_What you should do_.
Give a verbatim copy of the lines below, minus the pictures.

Some records
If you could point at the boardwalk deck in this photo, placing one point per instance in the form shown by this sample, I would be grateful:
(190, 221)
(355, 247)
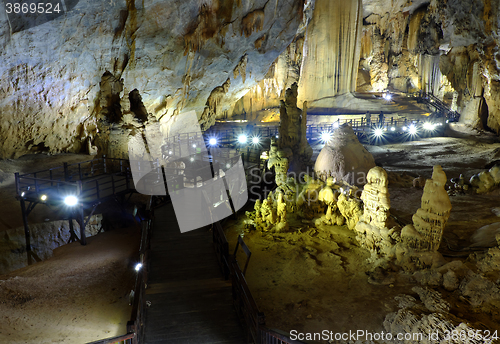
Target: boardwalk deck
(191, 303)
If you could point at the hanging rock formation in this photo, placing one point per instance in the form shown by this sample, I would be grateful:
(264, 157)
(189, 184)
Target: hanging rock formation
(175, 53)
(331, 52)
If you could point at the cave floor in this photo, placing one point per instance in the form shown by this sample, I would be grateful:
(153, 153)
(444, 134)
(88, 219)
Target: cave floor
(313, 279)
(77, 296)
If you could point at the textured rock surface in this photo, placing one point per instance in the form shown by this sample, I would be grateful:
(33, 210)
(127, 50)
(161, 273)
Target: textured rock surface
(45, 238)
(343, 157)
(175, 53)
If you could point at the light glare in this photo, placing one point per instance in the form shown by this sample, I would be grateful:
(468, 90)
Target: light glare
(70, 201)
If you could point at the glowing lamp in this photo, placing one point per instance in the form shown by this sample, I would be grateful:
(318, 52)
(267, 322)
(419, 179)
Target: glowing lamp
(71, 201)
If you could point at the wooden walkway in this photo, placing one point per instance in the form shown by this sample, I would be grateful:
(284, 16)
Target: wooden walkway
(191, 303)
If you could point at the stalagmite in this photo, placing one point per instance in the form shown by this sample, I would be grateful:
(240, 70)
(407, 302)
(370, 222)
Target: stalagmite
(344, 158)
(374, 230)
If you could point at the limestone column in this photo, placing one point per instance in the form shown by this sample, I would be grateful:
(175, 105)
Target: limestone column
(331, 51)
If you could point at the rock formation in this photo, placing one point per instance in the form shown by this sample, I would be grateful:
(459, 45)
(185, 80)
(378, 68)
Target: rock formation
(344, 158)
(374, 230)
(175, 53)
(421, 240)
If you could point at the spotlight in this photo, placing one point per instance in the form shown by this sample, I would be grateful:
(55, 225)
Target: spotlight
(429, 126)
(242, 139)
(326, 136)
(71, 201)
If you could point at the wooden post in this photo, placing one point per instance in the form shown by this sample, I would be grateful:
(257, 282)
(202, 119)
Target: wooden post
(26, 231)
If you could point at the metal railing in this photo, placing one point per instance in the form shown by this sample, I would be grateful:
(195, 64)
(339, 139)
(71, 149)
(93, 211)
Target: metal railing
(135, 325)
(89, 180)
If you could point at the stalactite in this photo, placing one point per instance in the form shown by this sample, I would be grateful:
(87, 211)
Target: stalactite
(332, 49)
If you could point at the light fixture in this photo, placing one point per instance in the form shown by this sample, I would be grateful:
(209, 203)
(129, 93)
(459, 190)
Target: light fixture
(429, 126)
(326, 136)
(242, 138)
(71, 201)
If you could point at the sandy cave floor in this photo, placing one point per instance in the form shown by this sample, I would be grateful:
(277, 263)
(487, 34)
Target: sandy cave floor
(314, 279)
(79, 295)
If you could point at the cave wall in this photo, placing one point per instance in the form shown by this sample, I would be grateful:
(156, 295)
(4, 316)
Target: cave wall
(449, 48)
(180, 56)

_Complete output_.
If you could point at the boardwalk deck in this photo, placing one point per instance in the form shown by this sample, I would be grateful:
(190, 221)
(355, 247)
Target: boardwalk deck
(191, 303)
If you could point at the hanging rock formation in this photo, placing one point per instance in the form shown by this sample, I would be grateful:
(264, 157)
(189, 184)
Target: hanging rock formation
(175, 53)
(331, 52)
If you could point at the cave floor in this photo, placing one point per instance in the form shown by this sample, I would be grateful:
(153, 153)
(444, 134)
(88, 219)
Target: cave floor
(313, 279)
(77, 296)
If you could point at the textured rock surface in this photo, placing one point per instance in the form shown by this sample, I would be grateful:
(33, 210)
(127, 50)
(161, 273)
Target: textured rock surface
(45, 238)
(343, 157)
(175, 53)
If you could point at the light glare in this photo, placing one point per instance in the form shown by this sample, I would be grateful:
(468, 90)
Target: light glare
(70, 201)
If you could point at the glowing lamp in this photo, placing one point per instance in the form shown by this sample, I would be grateful:
(318, 52)
(267, 322)
(419, 179)
Target: glowing lamp
(71, 201)
If you could point at the wooden walkway in this photo, placing one point per instance in the form shown by this sample, I would be grateful:
(284, 16)
Target: wooden walkway
(191, 303)
If you could point at the stalagmite in this photo, placing one point per instance in the form shown by this sample, I would be grateful:
(240, 70)
(407, 302)
(370, 222)
Target: stalagmite
(344, 158)
(374, 230)
If you could point at the limestone column in this photo, placing one point per instance in the form shown by this sample, I would be grateful:
(175, 105)
Target: limestone column
(331, 51)
If you could point at the rock formation in this photo, placing one point per instance in the form shown by this sample, I would be grateful:
(459, 45)
(185, 80)
(378, 68)
Target: rock formation
(344, 158)
(374, 230)
(175, 53)
(421, 240)
If you could point at the spotlight in this photo, placing one point per instance in the form shown by this sample, I would be grateful:
(55, 225)
Target: spotlight
(429, 126)
(242, 139)
(326, 136)
(71, 201)
If you could point at the wooden post in this photo, placing one point per instance in the form shown by this sample, I would be grateful:
(257, 282)
(202, 119)
Target: wooden post
(26, 231)
If you could point at the metal railing in this photo, placing one point per instance in the form shown by this sample, I would be grateful:
(195, 64)
(339, 139)
(71, 149)
(93, 211)
Target: metal railing
(135, 325)
(89, 180)
If you could point at the stalactite in this photo, placing one point per instance in the form shown by this sample, I would be grateful:
(87, 211)
Target: stalactite
(332, 49)
If you could point at the light fixture in this photo, placing one point per instance in the form shown by this sample, I would be grateful:
(209, 203)
(129, 93)
(459, 190)
Target: light fixture
(429, 126)
(326, 136)
(242, 138)
(71, 201)
If you could point at the sandy cave floor in this photo, placing one point per instance in the form shown by this sample, I would be grateful:
(277, 263)
(487, 34)
Target: sandy cave floor
(314, 279)
(79, 295)
If you could point at the cave wall in this photo, placing one point per instance in the form shown by this sample, I would be grateful:
(156, 295)
(4, 316)
Target: cave wall
(449, 48)
(180, 56)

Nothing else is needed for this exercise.